## start

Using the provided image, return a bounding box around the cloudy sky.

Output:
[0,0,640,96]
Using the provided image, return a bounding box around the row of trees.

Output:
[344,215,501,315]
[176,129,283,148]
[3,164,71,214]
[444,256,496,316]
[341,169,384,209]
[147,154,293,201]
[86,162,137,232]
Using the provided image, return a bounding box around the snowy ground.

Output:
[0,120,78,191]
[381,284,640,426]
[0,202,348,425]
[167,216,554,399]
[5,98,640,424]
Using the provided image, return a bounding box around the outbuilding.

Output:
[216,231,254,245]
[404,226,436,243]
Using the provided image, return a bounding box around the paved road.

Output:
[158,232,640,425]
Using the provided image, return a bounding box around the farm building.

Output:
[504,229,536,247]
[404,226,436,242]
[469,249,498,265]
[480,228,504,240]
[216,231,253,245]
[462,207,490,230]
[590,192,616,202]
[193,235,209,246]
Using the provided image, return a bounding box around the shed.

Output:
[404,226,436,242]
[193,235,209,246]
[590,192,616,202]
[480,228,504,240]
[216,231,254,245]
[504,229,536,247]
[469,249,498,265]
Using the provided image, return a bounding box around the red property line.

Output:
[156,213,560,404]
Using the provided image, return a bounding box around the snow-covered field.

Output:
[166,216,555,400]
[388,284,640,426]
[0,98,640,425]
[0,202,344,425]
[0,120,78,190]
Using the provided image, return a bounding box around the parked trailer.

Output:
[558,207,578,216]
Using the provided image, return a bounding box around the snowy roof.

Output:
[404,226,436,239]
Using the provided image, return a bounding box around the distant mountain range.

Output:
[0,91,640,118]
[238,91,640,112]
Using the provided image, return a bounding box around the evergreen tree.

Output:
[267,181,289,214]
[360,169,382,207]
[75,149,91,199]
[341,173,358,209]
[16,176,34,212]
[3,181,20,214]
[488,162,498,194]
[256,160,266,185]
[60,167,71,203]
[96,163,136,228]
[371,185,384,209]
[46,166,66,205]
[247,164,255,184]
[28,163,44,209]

## end

What you will do: Report each line of the data above that contains the string "snowy". Case counts.

Exercise response:
Using the provided image, return a bounding box around the snowy ground.
Using the provided image, return a bounding box around the snowy roof.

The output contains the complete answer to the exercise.